-------- Supplied material --------

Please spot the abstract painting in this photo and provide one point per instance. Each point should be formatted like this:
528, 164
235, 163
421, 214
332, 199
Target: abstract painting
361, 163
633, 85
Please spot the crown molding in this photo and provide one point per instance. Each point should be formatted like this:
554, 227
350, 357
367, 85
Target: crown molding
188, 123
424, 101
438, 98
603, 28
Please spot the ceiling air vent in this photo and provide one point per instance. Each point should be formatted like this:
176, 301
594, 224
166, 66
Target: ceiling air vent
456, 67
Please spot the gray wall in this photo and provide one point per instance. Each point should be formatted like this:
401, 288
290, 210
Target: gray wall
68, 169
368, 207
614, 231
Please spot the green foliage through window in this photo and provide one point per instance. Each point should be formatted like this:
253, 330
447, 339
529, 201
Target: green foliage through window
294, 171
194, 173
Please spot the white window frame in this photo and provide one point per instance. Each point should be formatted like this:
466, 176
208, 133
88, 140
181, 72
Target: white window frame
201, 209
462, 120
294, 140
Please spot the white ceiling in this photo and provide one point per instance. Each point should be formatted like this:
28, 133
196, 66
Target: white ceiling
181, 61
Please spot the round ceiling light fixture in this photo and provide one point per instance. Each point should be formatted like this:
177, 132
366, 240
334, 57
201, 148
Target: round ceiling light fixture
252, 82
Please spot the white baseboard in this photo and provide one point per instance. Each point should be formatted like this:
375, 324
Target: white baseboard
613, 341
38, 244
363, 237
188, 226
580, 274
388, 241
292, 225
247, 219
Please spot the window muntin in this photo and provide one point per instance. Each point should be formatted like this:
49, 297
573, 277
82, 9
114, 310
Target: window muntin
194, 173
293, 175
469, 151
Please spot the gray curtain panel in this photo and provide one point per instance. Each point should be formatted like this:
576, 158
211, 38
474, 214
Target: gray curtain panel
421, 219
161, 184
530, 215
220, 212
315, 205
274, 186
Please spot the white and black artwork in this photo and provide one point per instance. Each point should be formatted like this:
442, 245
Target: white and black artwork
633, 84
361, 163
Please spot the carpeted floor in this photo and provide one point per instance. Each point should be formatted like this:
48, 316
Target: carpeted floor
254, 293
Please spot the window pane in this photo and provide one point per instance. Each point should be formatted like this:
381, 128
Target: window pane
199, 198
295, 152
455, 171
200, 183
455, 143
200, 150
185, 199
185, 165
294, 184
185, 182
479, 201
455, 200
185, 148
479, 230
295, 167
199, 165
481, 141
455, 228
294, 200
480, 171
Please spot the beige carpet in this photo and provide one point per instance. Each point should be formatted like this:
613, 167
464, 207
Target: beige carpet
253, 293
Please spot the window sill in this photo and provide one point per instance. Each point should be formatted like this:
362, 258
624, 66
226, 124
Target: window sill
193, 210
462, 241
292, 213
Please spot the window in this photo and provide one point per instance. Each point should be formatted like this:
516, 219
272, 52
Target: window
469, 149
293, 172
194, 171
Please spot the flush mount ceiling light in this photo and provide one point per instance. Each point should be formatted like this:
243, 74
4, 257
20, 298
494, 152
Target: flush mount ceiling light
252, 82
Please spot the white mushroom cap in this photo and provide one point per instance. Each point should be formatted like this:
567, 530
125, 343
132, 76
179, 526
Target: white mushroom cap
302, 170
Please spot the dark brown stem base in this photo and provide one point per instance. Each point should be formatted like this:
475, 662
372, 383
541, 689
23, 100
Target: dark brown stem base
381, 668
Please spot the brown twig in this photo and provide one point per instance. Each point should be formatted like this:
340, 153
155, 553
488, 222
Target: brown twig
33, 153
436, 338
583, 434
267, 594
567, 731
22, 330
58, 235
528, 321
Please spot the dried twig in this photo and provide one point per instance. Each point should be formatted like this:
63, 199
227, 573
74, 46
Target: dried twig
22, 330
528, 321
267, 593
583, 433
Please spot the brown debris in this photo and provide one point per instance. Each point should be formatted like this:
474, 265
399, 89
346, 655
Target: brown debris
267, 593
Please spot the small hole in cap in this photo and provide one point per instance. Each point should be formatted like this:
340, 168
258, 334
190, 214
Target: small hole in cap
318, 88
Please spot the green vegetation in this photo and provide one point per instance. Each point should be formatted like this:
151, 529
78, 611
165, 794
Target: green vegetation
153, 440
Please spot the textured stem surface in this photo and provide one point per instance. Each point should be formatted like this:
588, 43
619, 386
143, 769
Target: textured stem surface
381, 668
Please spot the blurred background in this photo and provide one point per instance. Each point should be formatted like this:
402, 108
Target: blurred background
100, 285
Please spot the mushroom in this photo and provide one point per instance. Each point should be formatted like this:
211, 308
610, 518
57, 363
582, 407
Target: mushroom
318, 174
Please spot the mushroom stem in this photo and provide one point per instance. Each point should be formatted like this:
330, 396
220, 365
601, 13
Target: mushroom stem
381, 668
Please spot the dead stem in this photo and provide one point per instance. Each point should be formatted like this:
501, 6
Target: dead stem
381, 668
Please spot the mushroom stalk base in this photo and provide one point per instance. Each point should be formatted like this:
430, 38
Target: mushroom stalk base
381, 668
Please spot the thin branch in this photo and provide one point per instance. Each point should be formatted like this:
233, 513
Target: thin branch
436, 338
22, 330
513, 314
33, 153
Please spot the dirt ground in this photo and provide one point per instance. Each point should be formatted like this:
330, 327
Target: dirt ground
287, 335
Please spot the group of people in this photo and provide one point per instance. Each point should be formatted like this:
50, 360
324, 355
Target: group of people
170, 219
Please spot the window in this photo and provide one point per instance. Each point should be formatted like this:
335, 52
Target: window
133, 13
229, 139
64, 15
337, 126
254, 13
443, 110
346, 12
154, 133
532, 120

--------

Work to be completed:
Lay out every line of the records above as a numbered list, leaving out any blank lines.

The solution:
1. Please spot the abstract painting in this photo and provide one point per instance. Each point should be formatted like this:
2. 528, 164
3. 235, 163
4. 421, 214
5. 332, 199
6. Target: abstract painting
7. 361, 163
8. 633, 85
9. Please spot the crown molding in this photo and provide one point per instance. Each point should be formatted like this:
10. 554, 227
11. 350, 357
12. 367, 85
13. Target: crown molding
14. 188, 123
15. 424, 101
16. 438, 98
17. 603, 28
18. Please spot the ceiling air vent in this photo and provide one point per instance. Each point should be formatted like this:
19. 176, 301
20. 594, 224
21. 166, 66
22. Target: ceiling air vent
23. 456, 67
24. Please spot the gray wall in this photo and provide one point per instance. Each point should be formatted like this:
25. 401, 288
26. 290, 210
27. Target: gray wall
28. 68, 169
29. 368, 207
30. 614, 231
31. Please spot the green foliage through window in this photo and provide one point per instance. Each point should be formatted like this:
32. 253, 330
33. 447, 339
34. 529, 201
35. Target: green foliage through window
36. 294, 171
37. 194, 173
38. Please spot the white window frame in this photo and provide one point per instance. Each point should be formatted like this:
39. 466, 176
40. 208, 133
41. 88, 140
42. 181, 72
43. Target: white window frame
44. 201, 209
45. 462, 120
46. 294, 140
47. Please spot the white ceiling in this photo and provide one point per instance. Each point should be formatted like this:
48. 28, 133
49. 196, 66
50. Target: white ceiling
51. 181, 61
52. Please spot the round ceiling light fixture in this photo and provide one point per instance. Each point should be formatted like this:
53. 177, 132
54. 366, 240
55. 334, 57
56. 201, 148
57. Target: round ceiling light fixture
58. 252, 82
59. Please spot the white baseboard in this photo and provide one point per instance. Each point should be formatted like this:
60. 375, 324
61. Target: white baseboard
62. 613, 341
63. 38, 244
64. 363, 237
65. 188, 226
66. 580, 274
67. 388, 241
68. 292, 225
69. 247, 219
70. Please spot the window muntin in this photo and provide one point per instance. Each point should be formatted like this:
71. 49, 297
72. 573, 277
73. 82, 9
74. 114, 310
75. Target: window muntin
76. 194, 173
77. 293, 175
78. 469, 151
79. Please spot the gray curtain panel in this photo and provide one point per instance. Each point should be formatted like this:
80. 576, 158
81. 211, 38
82. 474, 214
83. Target: gray curtain panel
84. 421, 219
85. 161, 184
86. 530, 215
87. 220, 212
88. 315, 205
89. 274, 186
90. Please spot the white and black artwork in this photo and provide one point per instance. Each point should be formatted like this:
91. 442, 245
92. Target: white and black artwork
93. 633, 84
94. 361, 163
95. Please spot the carpeted floor in this photo and provide one point per instance. Each point should be formatted like this:
96. 48, 316
97. Target: carpeted floor
98. 254, 293
99. Please spot the window pane in this photo and provide one point per instance. Each point should be formatted like this:
100. 381, 128
101. Target: window pane
102. 199, 198
103. 295, 152
104. 455, 171
105. 200, 183
106. 455, 143
107. 200, 150
108. 185, 199
109. 185, 165
110. 294, 184
111. 185, 182
112. 479, 201
113. 455, 200
114. 185, 148
115. 479, 230
116. 295, 167
117. 199, 165
118. 481, 141
119. 455, 228
120. 294, 200
121. 480, 171
122. Please spot the beige carpet in this photo and provide one point per instance. Each point should be formatted like this:
123. 613, 167
124. 464, 207
125. Target: beige carpet
126. 253, 293
127. Please spot the window sill in this photo and provide one point per instance. Each point should be formatted like this:
128. 362, 258
129. 624, 66
130. 226, 124
131. Target: window sill
132. 193, 210
133. 462, 241
134. 292, 213
135. Please spot the window in this photo and provide one point per instance. Each point should be formatted like this:
136. 516, 219
137. 272, 52
138. Target: window
139. 469, 149
140. 293, 172
141. 194, 171
142. Please spot the flush mount ceiling light in this photo and provide one point per instance. Each point should be formatted like this:
143. 243, 74
144. 4, 257
145. 20, 298
146. 494, 152
147. Target: flush mount ceiling light
148. 252, 82
149. Please spot the white mushroom cap in this photo and provide one point per instance. Each point should be formatted like this:
150. 567, 530
151. 125, 343
152. 132, 76
153. 179, 526
154. Target: white mushroom cap
155. 302, 170
156. Please spot the dark brown stem base in this photo and provide one point per instance. Each point should be formatted like this:
157. 475, 662
158. 372, 383
159. 541, 689
160. 23, 100
161. Target: dark brown stem base
162. 381, 668
163. Please spot the brown twig in this photo and provide one point per instance. Each point should be formatted like this:
164. 340, 153
165. 155, 553
166. 488, 222
167. Target: brown twig
168. 33, 153
169. 436, 338
170. 583, 434
171. 267, 594
172. 567, 731
173. 22, 330
174. 58, 235
175. 528, 321
176. Please spot the dried twig in this photo and provide one point per instance. Each point should be formatted like this:
177. 63, 199
178. 227, 573
179. 74, 46
180. Target: dried twig
181. 22, 330
182. 528, 321
183. 267, 593
184. 583, 433
185. Please spot the brown debris in this photo and provide one point per instance. Each point should be formatted like this:
186. 474, 265
187. 399, 89
188. 346, 655
189. Target: brown debris
190. 267, 593
191. Please spot the small hole in cap in this photo and provide one point per instance. Each point should be formatted like this:
192. 340, 168
193. 258, 334
194. 190, 214
195. Target: small hole in cap
196. 318, 88
197. Please spot the green vegetation in this photo and provide one point per instance. Each point should be formatted like this:
198. 151, 529
199. 78, 611
200. 165, 794
201. Target: green vegetation
202. 153, 440
203. Please spot the textured stem surface in this photo and provide one point per instance. Each point should be formatted like this:
204. 588, 43
205. 619, 386
206. 143, 769
207. Target: textured stem surface
208. 381, 668
209. Please spot the blurred background in this photo and provide one point per instance. Each point should be formatted like this:
210. 402, 108
211. Target: blurred background
212. 100, 285
213. Please spot the mushroom in this photo and provide one point per instance. Each point should be formatted like this:
214. 211, 308
215. 610, 518
216. 57, 363
217. 582, 407
218. Target: mushroom
219. 318, 174
220. Please spot the mushroom stem in this photo and provide one point per instance. Each point should be formatted like this:
221. 330, 396
222. 220, 365
223. 601, 13
224. Target: mushroom stem
225. 381, 668
226. Please spot the dead stem in this photo and provide one point per instance. Each point should be formatted like this:
227. 501, 6
228. Target: dead stem
229. 381, 668
230. Please spot the mushroom stalk base in this photo and provide one point per instance. Each point should be formatted like this:
231. 430, 38
232. Target: mushroom stalk base
233. 381, 668
234. Please spot the thin branch in this photo and provide one point per instance. Each point should be formatted like this:
235. 233, 513
236. Target: thin branch
237. 436, 338
238. 22, 330
239. 513, 314
240. 33, 153
241. Please spot the dirt ground in this photo and provide one point per instance. Each point should be formatted like this:
242. 330, 327
243. Target: dirt ground
244. 287, 335
245. Please spot the group of people in this photo and provide one point per instance. Each point should be formatted like this:
246. 50, 360
247. 324, 355
248. Target: group of people
249. 170, 219
250. Please spot the window in this photo and provide one point per instance. Each point should be formatted like this:
251. 335, 52
252. Target: window
253. 133, 13
254. 229, 139
255. 64, 15
256. 337, 126
257. 254, 13
258. 443, 110
259. 346, 12
260. 154, 133
261. 532, 120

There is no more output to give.